=== TEXTO PARA LEER ===
⟨
Primeros años noventa del siglo pasado. El majestuoso coro de la catedral de Ratisbona que acompaña la imponente melancolía de la música de Bach en la Pasión de Mateo acaba de sonar ante el crucifijo que ocupa la nave central cuando, entre la suave luz de las vidrieras góticas, asoma la figura de Georg Ratzinger. La mirada firme y decidida del anciano director del coro parece atormentada por la búsqueda de lo sublime mientras otros tormentos, en ese mismo momento, afligen a su hermano menor Joseph en la lejana Roma, donde se enfrenta a las crecientes desviaciones de la fe, que muestran una incapacidad cada vez más evidente de las palabras de la doctrina para mover los corazones.

Georg y Joseph crecieron juntos a la sombra de una cítara que tocaba su padre, como queriendo recordar a los dos hermanos que algo que no es capaz de “mover” tampoco puede aspirar a “enseñar”. Si para Joseph, el teólogo, esto siempre supuso la búsqueda de una fe sencilla que mostrar a aquellos que se adentraban en el nuevo milenio, para Georg, el músico, la trampa se escondía justo en el tercer polo de la tríada ciceroniana, el “delectare”, donde veía el riesgo de la música sacra contemporánea que él estigmatizaba como destino de cualquier canción “moderna”, buscando por el contrario en la profunda inquietud de Mozart y Bach la auténtica clave de su propio ministerio.
⟩
=== DATOS REGISTRADOS ===
⟨
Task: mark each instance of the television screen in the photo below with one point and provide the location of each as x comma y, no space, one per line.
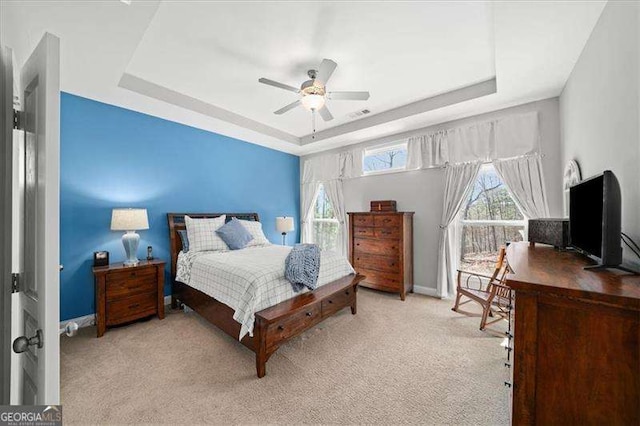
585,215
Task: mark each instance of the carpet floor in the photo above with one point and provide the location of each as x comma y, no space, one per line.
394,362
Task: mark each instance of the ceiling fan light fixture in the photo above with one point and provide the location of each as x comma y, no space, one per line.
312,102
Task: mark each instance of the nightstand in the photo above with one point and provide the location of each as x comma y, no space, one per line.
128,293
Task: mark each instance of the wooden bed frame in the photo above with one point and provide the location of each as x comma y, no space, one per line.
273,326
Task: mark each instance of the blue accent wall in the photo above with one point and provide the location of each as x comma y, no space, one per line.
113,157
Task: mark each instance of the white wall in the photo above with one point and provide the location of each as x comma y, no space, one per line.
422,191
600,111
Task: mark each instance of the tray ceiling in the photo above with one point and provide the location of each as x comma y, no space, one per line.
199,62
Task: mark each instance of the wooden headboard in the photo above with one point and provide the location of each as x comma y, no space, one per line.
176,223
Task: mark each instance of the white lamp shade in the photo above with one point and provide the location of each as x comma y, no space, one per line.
⟩
⟨
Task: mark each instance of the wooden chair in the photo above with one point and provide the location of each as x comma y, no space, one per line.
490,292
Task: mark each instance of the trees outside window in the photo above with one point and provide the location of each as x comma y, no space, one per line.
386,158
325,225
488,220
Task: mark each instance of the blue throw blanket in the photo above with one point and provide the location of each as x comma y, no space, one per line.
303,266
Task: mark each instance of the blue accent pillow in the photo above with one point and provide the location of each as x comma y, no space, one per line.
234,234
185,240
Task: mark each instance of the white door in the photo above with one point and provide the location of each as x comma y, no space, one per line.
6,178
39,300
⟩
=== CONSIGNA ===
Retoma el texto sobre los hermanos Georg y Joseph Ratzinger y continúalo a partir de su última oración. Los ítems proceden de una fuente distinta a la del texto.

=== RESPUESTA ESCRITA ===
Tocar no para gustar sino para despertar. Al principio parecía casi imposible arrogarse una tarea semejante en una época tan proclive al sentimentalismo, pero hasta en los años más oscuros –como soldado reclutado en la Wehrmacht, “liberado” por los aliados y encarcelado en Nápoles– las notas del órgano que aprendió a tocar a los once años compusieron en la mente de Georg una sólida base de la que partir constantemente para poder mirar hacia adelante, a la misericordia de ese Dios por el que siempre se sintió amado y buscado.

Esta firmeza en su fe, este brillo en sus ojos fue lo que empujó a su docto hermano Joseph por el mismo camino, que les llevó juntos al sacerdocio el mismo día en una lejana tarde de junio de 1951. La pregunta de Georg, su perenne insatisfacción y melancolía, se convirtió así para Joseph en puerto seguro para toda certeza conquistada racionalmente, hasta el punto de que para el teólogo bávaro el logos ya no podía calificarse como un razonamiento abstracto formal sino que era necesariamente una Persona, el Verbo de Dios. En el Verbo, lo divino y lo humano, la certeza y la pregunta, el cielo y la tierra, se encuentran sin confundirse ni distinguirse. La grandeza del Dios cristiano reside justamente en el hecho de que Él no necesita apagar el deseo para poder reinar sino, por el contrario, viene al mundo para que ese deseo brille en todo su esplendor.

A los hermanos Ratzinger les encantaba hablar  de esto en sus habituales encuentros y por eso, por un pensamiento tan fresco y verdadero, el joven teólogo estuvo desde el principio entre los acompañantes de su obispo en el Concilio Vaticano II, para luego convertirse en arzobispo de Múnich y prefecto de la Congregación para la Doctrina de la Fe.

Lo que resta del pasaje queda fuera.